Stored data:
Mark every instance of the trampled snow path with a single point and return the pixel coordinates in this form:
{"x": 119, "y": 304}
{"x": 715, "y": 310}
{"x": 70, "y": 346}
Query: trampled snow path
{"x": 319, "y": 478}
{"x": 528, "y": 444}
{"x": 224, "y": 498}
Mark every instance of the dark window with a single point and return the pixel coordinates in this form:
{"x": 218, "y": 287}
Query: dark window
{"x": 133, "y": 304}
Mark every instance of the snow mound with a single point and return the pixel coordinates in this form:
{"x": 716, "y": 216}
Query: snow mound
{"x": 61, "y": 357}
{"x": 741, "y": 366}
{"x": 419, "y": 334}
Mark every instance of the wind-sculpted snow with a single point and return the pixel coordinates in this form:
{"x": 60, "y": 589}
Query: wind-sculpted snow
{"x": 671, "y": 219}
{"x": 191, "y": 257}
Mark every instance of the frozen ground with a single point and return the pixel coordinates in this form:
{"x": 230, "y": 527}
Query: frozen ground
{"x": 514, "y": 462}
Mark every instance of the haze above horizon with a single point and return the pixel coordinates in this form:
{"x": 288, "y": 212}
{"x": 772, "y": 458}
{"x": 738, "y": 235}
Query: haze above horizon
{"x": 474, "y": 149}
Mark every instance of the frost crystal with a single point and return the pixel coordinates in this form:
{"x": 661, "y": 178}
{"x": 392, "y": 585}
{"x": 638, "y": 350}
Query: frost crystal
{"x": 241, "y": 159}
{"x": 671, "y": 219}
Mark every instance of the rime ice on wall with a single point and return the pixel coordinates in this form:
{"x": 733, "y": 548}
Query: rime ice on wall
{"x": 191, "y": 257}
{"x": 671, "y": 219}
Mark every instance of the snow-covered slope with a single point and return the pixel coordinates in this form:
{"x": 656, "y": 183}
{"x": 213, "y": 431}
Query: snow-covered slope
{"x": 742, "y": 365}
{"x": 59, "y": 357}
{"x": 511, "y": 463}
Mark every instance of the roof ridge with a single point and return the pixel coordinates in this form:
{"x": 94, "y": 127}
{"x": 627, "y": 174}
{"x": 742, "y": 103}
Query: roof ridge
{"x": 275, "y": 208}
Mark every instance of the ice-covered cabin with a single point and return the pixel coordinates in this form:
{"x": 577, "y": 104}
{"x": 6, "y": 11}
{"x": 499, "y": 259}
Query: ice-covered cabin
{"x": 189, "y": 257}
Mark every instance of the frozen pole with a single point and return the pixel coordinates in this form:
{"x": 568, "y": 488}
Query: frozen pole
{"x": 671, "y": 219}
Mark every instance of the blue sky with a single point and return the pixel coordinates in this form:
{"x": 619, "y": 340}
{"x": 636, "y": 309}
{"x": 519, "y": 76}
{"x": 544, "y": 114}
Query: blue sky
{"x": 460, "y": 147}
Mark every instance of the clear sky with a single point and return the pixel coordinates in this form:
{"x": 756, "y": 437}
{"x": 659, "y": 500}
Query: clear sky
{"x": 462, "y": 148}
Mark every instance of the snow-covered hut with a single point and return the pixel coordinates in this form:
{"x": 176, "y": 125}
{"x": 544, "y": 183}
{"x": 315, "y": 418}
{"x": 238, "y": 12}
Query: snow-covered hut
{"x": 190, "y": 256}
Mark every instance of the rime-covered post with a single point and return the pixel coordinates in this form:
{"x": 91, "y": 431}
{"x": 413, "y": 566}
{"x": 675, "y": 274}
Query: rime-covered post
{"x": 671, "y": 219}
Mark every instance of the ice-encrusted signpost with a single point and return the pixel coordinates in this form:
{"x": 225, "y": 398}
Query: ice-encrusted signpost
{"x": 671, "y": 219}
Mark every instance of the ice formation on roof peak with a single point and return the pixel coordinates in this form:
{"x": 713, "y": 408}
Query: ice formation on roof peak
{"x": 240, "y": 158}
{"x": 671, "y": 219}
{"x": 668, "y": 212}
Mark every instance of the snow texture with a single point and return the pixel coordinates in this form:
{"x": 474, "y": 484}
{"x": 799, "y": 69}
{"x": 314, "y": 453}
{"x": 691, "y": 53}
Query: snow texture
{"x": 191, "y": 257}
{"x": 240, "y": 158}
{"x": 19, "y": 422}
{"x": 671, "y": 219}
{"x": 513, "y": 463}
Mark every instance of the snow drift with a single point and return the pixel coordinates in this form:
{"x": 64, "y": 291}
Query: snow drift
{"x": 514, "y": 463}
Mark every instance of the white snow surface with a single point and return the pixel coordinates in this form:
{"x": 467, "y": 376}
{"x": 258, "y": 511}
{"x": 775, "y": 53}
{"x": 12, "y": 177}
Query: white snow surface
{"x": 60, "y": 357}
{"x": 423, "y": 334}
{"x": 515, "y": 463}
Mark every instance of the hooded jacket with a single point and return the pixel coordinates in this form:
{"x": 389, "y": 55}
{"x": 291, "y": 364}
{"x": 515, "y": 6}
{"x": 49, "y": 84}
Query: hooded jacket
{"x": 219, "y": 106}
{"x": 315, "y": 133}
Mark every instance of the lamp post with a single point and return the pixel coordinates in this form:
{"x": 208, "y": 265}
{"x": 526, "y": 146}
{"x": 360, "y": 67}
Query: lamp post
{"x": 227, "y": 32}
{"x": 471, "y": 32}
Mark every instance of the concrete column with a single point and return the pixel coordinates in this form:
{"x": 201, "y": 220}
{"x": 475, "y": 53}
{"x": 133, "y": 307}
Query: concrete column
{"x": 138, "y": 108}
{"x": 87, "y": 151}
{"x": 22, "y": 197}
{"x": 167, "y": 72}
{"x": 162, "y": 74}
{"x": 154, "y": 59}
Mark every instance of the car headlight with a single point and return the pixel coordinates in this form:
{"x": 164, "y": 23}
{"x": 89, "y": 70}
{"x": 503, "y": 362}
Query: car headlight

■ Directions for this task
Print all the entries of the stored data above verbatim, changing nothing.

■ Written answer
Mark every instance of the trampled snow path with a single point and return the pixel coordinates in this form:
{"x": 119, "y": 304}
{"x": 715, "y": 310}
{"x": 70, "y": 346}
Query: trampled snow path
{"x": 319, "y": 478}
{"x": 528, "y": 444}
{"x": 224, "y": 498}
Mark every instance of the dark window with a single point and return the pixel coordinates in this form:
{"x": 218, "y": 287}
Query: dark window
{"x": 133, "y": 304}
Mark every instance of the snow mound with a single point and return the pixel coordinates in this form:
{"x": 716, "y": 216}
Query: snow mound
{"x": 61, "y": 357}
{"x": 741, "y": 366}
{"x": 419, "y": 334}
Mark every instance of the wind-sculpted snow with a single point and return the pixel coordinates in this form:
{"x": 60, "y": 589}
Query: wind-sculpted snow
{"x": 671, "y": 219}
{"x": 191, "y": 257}
Mark every instance of the frozen ground with a single point and return the pixel coordinates in this form:
{"x": 230, "y": 527}
Query: frozen ground
{"x": 514, "y": 462}
Mark every instance of the haze above horizon with a single point and return the pixel coordinates in this form:
{"x": 288, "y": 212}
{"x": 772, "y": 458}
{"x": 738, "y": 235}
Query: haze above horizon
{"x": 474, "y": 149}
Mark every instance of the frost crystal with a single point and return the pixel coordinates in this form:
{"x": 661, "y": 178}
{"x": 392, "y": 585}
{"x": 638, "y": 350}
Query: frost crystal
{"x": 241, "y": 159}
{"x": 671, "y": 219}
Mark every instance of the rime ice on wall with a single point and return the pixel coordinates in this form:
{"x": 733, "y": 548}
Query: rime ice on wall
{"x": 191, "y": 257}
{"x": 671, "y": 219}
Mark every instance of the snow-covered slope with a single point and return the pixel coordinates in this form:
{"x": 656, "y": 183}
{"x": 213, "y": 431}
Query: snow-covered slope
{"x": 742, "y": 365}
{"x": 59, "y": 357}
{"x": 511, "y": 463}
Mark every instance of the roof ridge with a single point and return the pixel coordinates in this form:
{"x": 94, "y": 127}
{"x": 627, "y": 174}
{"x": 742, "y": 103}
Query: roof ridge
{"x": 275, "y": 208}
Mark every instance of the ice-covered cabin with a single point and return the pixel coordinates in this form:
{"x": 577, "y": 104}
{"x": 6, "y": 11}
{"x": 499, "y": 259}
Query: ice-covered cabin
{"x": 189, "y": 257}
Mark every instance of the frozen pole with a single point and return the pixel coordinates in this form:
{"x": 568, "y": 488}
Query: frozen pole
{"x": 671, "y": 219}
Mark every instance of the blue sky with a single point and return the pixel coordinates in this form:
{"x": 619, "y": 340}
{"x": 636, "y": 309}
{"x": 519, "y": 76}
{"x": 544, "y": 114}
Query: blue sky
{"x": 460, "y": 147}
Mark every instance of the clear sky with a single point and return the pixel coordinates in this form:
{"x": 756, "y": 437}
{"x": 659, "y": 500}
Query: clear sky
{"x": 462, "y": 148}
Mark every instance of the snow-covered hut with a single point and return the pixel coordinates in this form:
{"x": 176, "y": 125}
{"x": 544, "y": 183}
{"x": 315, "y": 418}
{"x": 238, "y": 12}
Query: snow-covered hut
{"x": 190, "y": 256}
Mark every instance of the rime-covered post with a single point and return the pixel coordinates in this form:
{"x": 91, "y": 431}
{"x": 413, "y": 566}
{"x": 675, "y": 274}
Query: rime-covered post
{"x": 671, "y": 219}
Mark every instance of the ice-encrusted signpost with a single point and return the pixel coordinates in this form:
{"x": 225, "y": 398}
Query: ice-encrusted signpost
{"x": 671, "y": 219}
Mark every instance of the ice formation on roof peak with a single point and return the pixel coordinates in this form:
{"x": 713, "y": 408}
Query: ice formation on roof peak
{"x": 240, "y": 158}
{"x": 671, "y": 219}
{"x": 668, "y": 212}
Mark every instance of the snow texture with a single point and return the pixel coordinates in this form:
{"x": 474, "y": 484}
{"x": 799, "y": 69}
{"x": 314, "y": 453}
{"x": 691, "y": 53}
Query: snow texture
{"x": 191, "y": 257}
{"x": 240, "y": 158}
{"x": 19, "y": 422}
{"x": 671, "y": 219}
{"x": 513, "y": 463}
Mark every instance of the snow drift with a single point and return the pixel coordinates in this form:
{"x": 64, "y": 291}
Query: snow drift
{"x": 514, "y": 463}
Mark every instance of the white snow surface with a single point and return the pixel coordinates in this form:
{"x": 467, "y": 376}
{"x": 258, "y": 511}
{"x": 775, "y": 53}
{"x": 12, "y": 177}
Query: white snow surface
{"x": 60, "y": 357}
{"x": 423, "y": 334}
{"x": 515, "y": 463}
Mark every instance of the hooded jacket with a single point and return the pixel coordinates in this form:
{"x": 389, "y": 55}
{"x": 291, "y": 364}
{"x": 515, "y": 6}
{"x": 49, "y": 84}
Query: hooded jacket
{"x": 219, "y": 106}
{"x": 315, "y": 133}
Mark every instance of the lamp post with a single point and return the pixel coordinates in this form:
{"x": 208, "y": 265}
{"x": 526, "y": 146}
{"x": 360, "y": 67}
Query: lamp post
{"x": 227, "y": 32}
{"x": 471, "y": 32}
Mark every instance of the concrete column with a single point and return the pixel coordinates in this form:
{"x": 201, "y": 220}
{"x": 475, "y": 53}
{"x": 133, "y": 307}
Query: concrete column
{"x": 138, "y": 108}
{"x": 87, "y": 151}
{"x": 22, "y": 197}
{"x": 167, "y": 72}
{"x": 162, "y": 74}
{"x": 154, "y": 59}
Mark every instance of the car headlight with a single point and return the pixel coordinates in this form:
{"x": 164, "y": 23}
{"x": 89, "y": 70}
{"x": 503, "y": 362}
Query: car headlight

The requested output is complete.